• [Tasks and exercises]:
(A) Summarize the passage below about the agent's useful work and meta-work in two sentences.
(B) Write what comes next in the passage below about the agent's useful work and meta-work, starting after its final sentence.

• [Reading passage]:
◆ ◆ ◆ ◆

Useful work includes: bug triage, matching up external user bug reports on GitHub to the internal YouTrack, fixing easy looking bugs, working on a redesign of the website. I also want to extend it to handling the quarterly accounting, which is already largely automated with AI but I still need to run the scripts myself, preparing answers to support queries, and more work on bug fixing+features. It has access to the bug tracker, internal git and CI system as if it were an employee and uses all of those quite successfully.
Meta-work has so far included: making a console so I can watch what it's doing when it wakes up, regularly organizing its own notes and home directory, improving the wakeup rhythm, and packaging up its infrastructure to a repeatable install script so I can create more of them. I work with a charity in the UK whose owner has expressed interest in an OpenClaw but I warned him off because of all the horror stories. If this experiment continues to work out I might create some more agents for people like him.

◆ ◆ ◆ ◆

• [Supplied records]:
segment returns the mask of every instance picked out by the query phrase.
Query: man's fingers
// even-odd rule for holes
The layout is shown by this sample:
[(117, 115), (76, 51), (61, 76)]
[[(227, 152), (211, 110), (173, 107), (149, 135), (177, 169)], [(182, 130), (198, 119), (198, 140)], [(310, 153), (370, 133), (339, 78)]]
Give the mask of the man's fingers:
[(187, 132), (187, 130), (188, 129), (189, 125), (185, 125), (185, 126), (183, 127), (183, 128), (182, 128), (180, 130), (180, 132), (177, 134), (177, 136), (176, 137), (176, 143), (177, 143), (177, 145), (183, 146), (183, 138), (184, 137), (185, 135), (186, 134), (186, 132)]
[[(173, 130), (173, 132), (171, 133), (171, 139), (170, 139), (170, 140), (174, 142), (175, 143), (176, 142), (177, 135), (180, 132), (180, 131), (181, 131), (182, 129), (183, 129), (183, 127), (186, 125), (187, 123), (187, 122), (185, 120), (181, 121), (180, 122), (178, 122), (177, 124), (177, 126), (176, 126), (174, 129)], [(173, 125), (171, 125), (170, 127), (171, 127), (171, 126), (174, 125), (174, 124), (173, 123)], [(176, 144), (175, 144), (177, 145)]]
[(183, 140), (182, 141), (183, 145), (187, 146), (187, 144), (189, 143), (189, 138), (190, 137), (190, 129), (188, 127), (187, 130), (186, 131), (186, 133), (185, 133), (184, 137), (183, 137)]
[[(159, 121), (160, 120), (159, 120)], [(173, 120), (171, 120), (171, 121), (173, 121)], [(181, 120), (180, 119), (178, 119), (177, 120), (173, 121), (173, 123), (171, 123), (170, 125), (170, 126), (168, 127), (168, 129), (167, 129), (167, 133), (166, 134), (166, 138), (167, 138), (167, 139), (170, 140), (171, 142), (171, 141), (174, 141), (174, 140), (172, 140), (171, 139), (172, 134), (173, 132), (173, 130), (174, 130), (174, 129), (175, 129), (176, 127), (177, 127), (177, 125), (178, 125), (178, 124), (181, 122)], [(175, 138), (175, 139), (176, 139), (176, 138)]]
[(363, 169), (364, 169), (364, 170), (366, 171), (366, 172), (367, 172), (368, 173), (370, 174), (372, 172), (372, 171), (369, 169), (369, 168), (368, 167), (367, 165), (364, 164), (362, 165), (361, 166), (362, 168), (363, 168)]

◆ ◆ ◆ ◆

• [Answers to the problems]:
(A) The agent handles useful work such as bug triage, matching GitHub bug reports to the internal YouTrack, fixing easy bugs and redesigning the website, using the bug tracker, internal git and CI system as an employee would, and the writer wants to extend its work to quarterly accounting, support answers and more bug fixing and features. Its meta-work has included a console for watching it, organizing its own notes and home directory, improving its wakeup rhythm and packaging its infrastructure into a repeatable install script, and if the experiment keeps working out, the writer may create more agents for people like the owner of a UK charity.

(B)
I'm not sure it's super useful for individuals. I haven't felt any great need to treat it as a personal assistant yet. ChatGPT web UI works fine for most day to day stuff in my personal life. It's very much acting like an extra employee would at a software company, not a personal secretary or anything like that.
It sounds like our experience differs because you wanted something more controlled with access to your own personal information like email, etc, whereas I gave "Axiom" (it chose its own name) its own accounts and keep it strictly separated from mine. Also, so far I haven't given it many regular repeating tasks beyond a nightly wakeup to maintain its own home directory. I can imagine that for e.g. the accounting work we'd need to do some meta-work first on a calendar integration so it doesn't forget.